| WHAT YOU ARE ASKED TO DO |
Without the pictures, write the listing out again exactly as it appears.

*** Opening PROVIDED RECORDS ***

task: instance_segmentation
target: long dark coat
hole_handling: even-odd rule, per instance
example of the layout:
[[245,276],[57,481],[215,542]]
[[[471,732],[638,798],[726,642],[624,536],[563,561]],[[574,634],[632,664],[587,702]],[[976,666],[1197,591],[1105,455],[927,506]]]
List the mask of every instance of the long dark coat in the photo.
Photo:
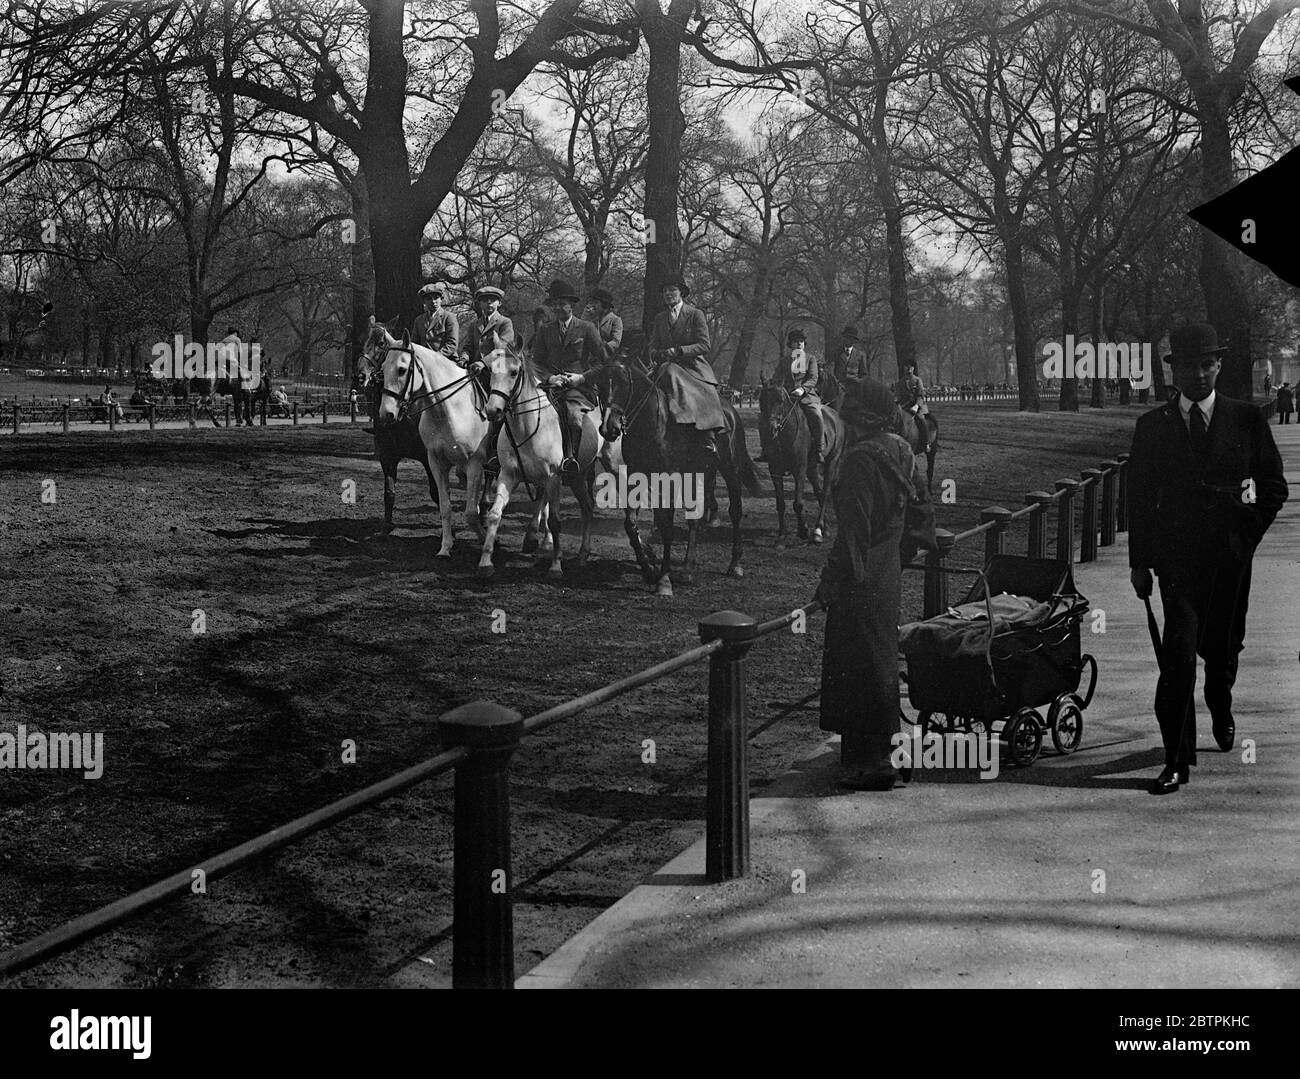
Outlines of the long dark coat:
[[838,526],[822,570],[835,592],[822,652],[821,729],[843,735],[841,757],[852,767],[885,772],[898,723],[898,617],[902,560],[915,552],[913,528],[933,542],[934,518],[925,472],[911,447],[880,432],[851,445],[834,491]]
[[672,362],[659,373],[659,385],[668,395],[668,414],[675,423],[689,423],[701,431],[722,427],[718,379],[709,366],[709,324],[704,312],[682,304],[674,322],[667,311],[655,315],[650,348],[672,351]]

*** Closing PROVIDED RECORDS ***

| ANSWER TO THE EXERCISE |
task: instance_segmentation
target: long dark coat
hole_handling: even-odd rule, per instance
example of the layout:
[[245,276],[57,481],[215,542]]
[[[471,732],[638,798],[726,642],[624,536],[563,561]],[[574,634],[632,664],[587,702]],[[976,666],[1197,591],[1105,455],[927,506]]]
List the mask of every instance of the long dark coat in the photo.
Photo:
Outlines of the long dark coat:
[[838,526],[822,570],[835,592],[822,652],[821,729],[843,735],[841,757],[852,767],[885,772],[898,723],[898,617],[902,560],[915,552],[913,528],[933,542],[934,518],[925,472],[911,447],[880,432],[851,445],[834,491]]
[[672,362],[659,373],[659,385],[668,395],[668,414],[675,423],[689,423],[701,431],[722,427],[718,379],[709,366],[709,324],[704,312],[682,304],[674,322],[667,311],[655,315],[650,348],[672,351]]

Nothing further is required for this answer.